● Исходный фрагмент:
-------------------------

Существующие типологические классификации языков разработаны в системно-структурной парадигме и отражают существенные признаки языков в области звукового состава, способов выражения грамматических значений, особенностей синтаксического строения предложения, преобладание которых формирует тот или иной языковой тип. Поскольку при описании языковых типов в фокусе внимания исследователей находились особенности внутренней структуры языков, вопросы отражения в ней особенностей мировосприятия этноса занимали периферийное положение. Вместе с тем полное и глубокое описание типологических особенностей языков неминуемо выводит исследователя на специфику мировосприятия и мышления. Так, описывая типологические особенности языков банту, В. А. Виноградов отмечает, что когнитивной основой этой классификации является этнокультурная категоризация мира [Виноградов 2000: 420]. Совершенно очевидно, что утверждение об этнокультурной основе категоризации мира и ее отражении в классификации языков справедливо не только в отношении отдельной группы языков, в которых следы этнокультурной специфики мировосприятия прослеживаются более отчетливо, но и в отношении тех языков, в которых эти следы прослеживаются менее отчетливо, потому что многие грамматические факты языка могли «технизироваться», т.е. стать частью языковой системы языка и утратить признаки этнокультурной специфики (о чем говорил в свое время В. И. Абаев).

-------------------------

● Задание 1: Что, согласно фрагменту, В. А. Виноградов называет когнитивной основой классификации языков банту?

-------------------------

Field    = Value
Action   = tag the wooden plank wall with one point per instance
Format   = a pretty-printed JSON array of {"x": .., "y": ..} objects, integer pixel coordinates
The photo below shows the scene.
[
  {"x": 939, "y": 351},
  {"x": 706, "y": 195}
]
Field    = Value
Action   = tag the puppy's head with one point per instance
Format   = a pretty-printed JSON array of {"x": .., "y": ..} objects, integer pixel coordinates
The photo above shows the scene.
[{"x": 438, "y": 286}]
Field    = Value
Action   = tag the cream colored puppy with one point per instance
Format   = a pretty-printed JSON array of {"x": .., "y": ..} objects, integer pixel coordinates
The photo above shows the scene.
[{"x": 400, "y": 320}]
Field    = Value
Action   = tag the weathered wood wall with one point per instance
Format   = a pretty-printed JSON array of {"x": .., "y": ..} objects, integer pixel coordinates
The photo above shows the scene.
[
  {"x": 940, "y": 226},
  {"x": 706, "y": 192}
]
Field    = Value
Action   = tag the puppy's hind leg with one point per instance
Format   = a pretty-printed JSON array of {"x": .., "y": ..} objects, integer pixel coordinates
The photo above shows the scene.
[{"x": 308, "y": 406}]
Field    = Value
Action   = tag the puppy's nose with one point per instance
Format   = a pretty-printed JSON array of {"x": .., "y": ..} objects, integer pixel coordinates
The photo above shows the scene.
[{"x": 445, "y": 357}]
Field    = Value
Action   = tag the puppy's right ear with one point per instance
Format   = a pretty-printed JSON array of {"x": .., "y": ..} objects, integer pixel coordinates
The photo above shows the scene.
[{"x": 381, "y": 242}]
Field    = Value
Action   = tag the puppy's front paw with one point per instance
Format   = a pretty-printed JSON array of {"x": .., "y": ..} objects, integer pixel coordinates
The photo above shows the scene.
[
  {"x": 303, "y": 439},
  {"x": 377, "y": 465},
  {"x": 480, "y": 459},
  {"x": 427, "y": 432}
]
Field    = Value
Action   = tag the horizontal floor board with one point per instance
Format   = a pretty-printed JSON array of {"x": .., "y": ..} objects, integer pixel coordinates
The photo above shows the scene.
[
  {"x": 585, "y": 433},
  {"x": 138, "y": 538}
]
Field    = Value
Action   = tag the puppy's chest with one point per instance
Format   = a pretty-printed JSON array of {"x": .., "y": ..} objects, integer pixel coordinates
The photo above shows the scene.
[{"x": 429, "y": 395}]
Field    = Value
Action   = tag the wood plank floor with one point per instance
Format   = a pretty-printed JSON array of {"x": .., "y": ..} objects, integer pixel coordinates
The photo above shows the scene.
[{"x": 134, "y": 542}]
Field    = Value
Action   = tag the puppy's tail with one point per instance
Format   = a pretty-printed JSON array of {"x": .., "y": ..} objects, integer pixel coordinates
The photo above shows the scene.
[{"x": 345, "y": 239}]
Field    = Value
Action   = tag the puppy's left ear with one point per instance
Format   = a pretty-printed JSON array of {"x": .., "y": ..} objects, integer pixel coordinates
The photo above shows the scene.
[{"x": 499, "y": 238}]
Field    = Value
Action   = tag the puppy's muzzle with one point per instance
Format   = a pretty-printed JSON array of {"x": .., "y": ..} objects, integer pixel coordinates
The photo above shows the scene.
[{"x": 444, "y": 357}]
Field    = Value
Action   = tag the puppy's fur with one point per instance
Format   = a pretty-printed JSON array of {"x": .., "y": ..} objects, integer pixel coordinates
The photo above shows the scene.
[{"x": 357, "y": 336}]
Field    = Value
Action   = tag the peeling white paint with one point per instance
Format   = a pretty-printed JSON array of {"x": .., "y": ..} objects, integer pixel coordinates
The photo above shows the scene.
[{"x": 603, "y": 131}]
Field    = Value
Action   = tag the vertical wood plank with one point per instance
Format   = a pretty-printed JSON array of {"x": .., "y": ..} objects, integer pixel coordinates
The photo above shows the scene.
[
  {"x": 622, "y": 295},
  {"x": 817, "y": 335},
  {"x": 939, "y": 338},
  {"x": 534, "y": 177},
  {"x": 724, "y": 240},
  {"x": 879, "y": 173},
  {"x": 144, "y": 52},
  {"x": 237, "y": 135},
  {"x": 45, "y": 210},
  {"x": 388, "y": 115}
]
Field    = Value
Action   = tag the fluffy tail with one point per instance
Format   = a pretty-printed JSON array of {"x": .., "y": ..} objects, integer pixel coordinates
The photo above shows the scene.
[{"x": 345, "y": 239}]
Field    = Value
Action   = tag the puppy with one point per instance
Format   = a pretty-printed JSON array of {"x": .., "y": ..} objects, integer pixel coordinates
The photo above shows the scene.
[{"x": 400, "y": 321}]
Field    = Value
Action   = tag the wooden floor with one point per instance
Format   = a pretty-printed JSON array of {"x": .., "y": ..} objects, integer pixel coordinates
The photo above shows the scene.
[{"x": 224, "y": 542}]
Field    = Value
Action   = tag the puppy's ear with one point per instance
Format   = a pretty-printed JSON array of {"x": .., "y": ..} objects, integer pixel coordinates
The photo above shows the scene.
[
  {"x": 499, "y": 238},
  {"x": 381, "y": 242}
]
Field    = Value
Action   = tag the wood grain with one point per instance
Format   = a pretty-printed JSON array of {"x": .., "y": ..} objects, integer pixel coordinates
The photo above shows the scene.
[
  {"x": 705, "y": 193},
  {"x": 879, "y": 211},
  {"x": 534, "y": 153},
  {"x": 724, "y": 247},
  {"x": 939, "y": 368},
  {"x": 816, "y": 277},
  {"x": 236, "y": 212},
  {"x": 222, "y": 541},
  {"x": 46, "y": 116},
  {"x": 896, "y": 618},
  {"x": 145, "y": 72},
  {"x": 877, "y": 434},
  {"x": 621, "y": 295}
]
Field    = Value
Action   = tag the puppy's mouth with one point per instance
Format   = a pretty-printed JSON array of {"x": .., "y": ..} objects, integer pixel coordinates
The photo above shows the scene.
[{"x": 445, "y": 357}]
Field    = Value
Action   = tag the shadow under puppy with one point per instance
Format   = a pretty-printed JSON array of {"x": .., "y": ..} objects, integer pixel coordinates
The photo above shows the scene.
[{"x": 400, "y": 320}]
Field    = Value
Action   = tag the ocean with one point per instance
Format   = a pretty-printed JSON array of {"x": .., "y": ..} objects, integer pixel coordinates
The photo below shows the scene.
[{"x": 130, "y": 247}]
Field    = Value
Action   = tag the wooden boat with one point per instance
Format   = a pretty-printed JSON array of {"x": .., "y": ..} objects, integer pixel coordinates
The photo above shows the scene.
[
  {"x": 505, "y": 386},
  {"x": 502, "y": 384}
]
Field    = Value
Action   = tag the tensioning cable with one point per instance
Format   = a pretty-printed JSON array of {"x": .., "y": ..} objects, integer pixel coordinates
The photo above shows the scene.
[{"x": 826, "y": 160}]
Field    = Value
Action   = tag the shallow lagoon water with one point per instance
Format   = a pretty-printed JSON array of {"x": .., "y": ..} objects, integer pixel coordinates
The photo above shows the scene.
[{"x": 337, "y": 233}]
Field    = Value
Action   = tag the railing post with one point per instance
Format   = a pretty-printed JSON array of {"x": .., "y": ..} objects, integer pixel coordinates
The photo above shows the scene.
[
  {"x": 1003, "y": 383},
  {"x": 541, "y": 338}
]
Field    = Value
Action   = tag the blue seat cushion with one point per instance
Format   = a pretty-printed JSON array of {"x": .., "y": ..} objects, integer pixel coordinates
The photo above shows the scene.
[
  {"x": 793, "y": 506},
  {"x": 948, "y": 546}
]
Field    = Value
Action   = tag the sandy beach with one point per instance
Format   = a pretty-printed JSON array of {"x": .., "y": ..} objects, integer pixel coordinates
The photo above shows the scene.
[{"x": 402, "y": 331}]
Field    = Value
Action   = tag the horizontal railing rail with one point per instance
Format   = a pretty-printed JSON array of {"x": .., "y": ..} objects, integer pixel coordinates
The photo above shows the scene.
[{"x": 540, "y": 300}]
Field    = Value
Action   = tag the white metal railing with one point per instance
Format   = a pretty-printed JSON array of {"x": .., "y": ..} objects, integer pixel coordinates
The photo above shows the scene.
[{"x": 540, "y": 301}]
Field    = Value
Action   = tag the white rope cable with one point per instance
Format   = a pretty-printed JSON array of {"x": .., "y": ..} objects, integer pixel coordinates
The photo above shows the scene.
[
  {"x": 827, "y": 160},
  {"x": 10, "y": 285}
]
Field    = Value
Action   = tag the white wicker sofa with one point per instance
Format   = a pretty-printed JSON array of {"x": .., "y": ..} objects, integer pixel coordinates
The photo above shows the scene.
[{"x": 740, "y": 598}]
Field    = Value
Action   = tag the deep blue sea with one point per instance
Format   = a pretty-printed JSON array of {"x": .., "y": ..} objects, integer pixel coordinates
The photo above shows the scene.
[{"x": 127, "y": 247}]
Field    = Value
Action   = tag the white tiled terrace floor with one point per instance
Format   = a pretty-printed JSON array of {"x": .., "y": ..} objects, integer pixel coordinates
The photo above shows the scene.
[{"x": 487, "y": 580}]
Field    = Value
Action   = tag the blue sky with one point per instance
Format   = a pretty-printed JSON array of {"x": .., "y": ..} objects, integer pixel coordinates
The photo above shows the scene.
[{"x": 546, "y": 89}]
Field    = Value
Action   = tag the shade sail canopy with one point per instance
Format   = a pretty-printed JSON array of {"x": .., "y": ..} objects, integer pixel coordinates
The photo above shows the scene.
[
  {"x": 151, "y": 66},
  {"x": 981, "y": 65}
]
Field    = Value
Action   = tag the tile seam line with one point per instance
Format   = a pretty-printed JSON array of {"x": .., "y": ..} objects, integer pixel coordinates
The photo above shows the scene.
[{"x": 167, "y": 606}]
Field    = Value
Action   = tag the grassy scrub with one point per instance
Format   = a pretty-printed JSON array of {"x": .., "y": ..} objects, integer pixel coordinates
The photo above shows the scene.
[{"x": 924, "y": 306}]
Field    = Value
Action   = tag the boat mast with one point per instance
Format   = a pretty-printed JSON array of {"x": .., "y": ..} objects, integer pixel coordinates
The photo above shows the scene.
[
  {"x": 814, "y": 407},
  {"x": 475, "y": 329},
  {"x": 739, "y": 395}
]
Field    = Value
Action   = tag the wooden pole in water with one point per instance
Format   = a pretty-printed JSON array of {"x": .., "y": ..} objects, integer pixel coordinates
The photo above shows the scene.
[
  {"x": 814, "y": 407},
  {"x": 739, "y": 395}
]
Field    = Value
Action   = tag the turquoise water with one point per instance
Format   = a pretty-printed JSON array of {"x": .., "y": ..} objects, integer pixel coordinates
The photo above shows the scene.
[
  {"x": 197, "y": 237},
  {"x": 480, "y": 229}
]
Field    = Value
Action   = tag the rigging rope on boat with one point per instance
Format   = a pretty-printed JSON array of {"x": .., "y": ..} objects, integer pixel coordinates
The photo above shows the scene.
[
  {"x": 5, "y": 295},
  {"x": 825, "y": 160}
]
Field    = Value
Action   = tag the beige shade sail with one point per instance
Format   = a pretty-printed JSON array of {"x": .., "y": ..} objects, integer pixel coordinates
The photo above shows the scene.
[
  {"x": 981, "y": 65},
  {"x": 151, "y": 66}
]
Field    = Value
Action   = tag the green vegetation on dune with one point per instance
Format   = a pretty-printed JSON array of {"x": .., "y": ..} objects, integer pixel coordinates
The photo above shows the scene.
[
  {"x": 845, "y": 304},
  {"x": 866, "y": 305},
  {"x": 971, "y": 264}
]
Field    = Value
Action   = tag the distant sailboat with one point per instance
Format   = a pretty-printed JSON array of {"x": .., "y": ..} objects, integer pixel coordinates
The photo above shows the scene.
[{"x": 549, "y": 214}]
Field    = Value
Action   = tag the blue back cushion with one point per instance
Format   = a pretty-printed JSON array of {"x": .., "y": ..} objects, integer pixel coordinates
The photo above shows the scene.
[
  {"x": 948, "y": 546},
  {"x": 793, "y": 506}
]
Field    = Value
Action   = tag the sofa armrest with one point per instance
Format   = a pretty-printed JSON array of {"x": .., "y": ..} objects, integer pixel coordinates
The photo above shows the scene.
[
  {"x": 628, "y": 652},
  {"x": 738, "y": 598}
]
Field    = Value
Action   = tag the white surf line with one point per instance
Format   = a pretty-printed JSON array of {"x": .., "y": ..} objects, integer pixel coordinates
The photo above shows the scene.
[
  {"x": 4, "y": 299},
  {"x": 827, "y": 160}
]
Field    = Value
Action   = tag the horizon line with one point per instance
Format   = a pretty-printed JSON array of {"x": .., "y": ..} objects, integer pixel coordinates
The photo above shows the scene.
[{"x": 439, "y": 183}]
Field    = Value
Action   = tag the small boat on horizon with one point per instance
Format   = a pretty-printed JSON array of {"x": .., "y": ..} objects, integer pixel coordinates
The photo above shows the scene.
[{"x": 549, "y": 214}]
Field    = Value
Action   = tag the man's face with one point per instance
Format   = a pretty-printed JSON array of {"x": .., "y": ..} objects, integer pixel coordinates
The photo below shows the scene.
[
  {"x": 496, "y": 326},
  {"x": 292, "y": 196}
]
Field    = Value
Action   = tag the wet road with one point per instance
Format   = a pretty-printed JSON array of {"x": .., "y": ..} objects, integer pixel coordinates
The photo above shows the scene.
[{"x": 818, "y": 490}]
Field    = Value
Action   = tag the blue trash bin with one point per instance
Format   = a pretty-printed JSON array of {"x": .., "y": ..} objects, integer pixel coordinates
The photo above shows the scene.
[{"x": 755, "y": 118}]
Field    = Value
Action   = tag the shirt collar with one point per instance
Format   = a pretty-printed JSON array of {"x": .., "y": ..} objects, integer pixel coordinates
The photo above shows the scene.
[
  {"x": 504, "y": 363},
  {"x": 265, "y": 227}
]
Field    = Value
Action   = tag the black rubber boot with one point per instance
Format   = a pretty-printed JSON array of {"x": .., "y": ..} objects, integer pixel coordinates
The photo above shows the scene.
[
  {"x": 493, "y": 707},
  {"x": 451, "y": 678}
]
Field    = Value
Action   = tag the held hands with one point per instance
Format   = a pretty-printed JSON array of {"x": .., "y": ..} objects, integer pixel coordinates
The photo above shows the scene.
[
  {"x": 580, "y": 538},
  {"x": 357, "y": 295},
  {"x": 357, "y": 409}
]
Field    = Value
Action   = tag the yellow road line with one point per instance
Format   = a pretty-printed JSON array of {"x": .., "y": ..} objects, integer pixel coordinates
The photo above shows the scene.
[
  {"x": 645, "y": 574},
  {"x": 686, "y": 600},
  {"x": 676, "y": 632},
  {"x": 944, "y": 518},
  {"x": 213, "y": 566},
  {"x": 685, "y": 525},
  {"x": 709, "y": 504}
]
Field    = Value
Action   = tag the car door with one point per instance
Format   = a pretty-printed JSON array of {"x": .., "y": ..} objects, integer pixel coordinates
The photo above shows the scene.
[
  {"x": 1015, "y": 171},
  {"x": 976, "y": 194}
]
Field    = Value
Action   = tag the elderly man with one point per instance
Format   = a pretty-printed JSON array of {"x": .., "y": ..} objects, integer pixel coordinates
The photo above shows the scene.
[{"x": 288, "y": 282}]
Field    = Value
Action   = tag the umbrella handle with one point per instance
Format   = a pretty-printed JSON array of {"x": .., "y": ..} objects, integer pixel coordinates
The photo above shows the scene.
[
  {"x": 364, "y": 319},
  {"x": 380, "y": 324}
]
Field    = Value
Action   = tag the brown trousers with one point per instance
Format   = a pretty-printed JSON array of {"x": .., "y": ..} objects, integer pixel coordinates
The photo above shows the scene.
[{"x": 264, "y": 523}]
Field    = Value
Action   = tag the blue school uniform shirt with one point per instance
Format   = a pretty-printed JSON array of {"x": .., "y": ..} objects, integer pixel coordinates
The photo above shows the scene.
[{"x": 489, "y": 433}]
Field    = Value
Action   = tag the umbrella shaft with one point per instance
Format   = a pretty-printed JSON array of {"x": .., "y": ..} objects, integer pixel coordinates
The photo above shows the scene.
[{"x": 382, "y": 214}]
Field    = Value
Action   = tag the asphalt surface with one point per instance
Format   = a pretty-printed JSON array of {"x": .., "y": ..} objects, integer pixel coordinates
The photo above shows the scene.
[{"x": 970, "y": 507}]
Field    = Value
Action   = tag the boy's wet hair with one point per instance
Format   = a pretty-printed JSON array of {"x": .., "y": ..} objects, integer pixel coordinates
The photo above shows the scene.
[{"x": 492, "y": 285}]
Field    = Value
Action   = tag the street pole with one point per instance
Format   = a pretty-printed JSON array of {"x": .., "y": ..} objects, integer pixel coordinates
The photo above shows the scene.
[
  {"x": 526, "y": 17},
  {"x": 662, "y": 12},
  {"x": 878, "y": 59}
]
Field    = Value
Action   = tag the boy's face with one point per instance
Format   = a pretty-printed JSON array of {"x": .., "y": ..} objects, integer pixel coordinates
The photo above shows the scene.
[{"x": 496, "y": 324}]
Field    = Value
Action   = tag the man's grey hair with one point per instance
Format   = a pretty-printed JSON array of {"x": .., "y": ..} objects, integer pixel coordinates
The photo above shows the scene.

-------------------------

● Задание 2: Найдите среди приведённых строк все, где встречается слово "line", и выпишите каждую из них целиком. Регистр букв учитывается.

● Ответ 1: Этнокультурную категоризацию мира.

● Ответ 2:
Action   = tag the tile seam line with one point per instance
Action   = tag the white surf line with one point per instance
Action   = tag the horizon line with one point per instance
Action   = tag the yellow road line with one point per instance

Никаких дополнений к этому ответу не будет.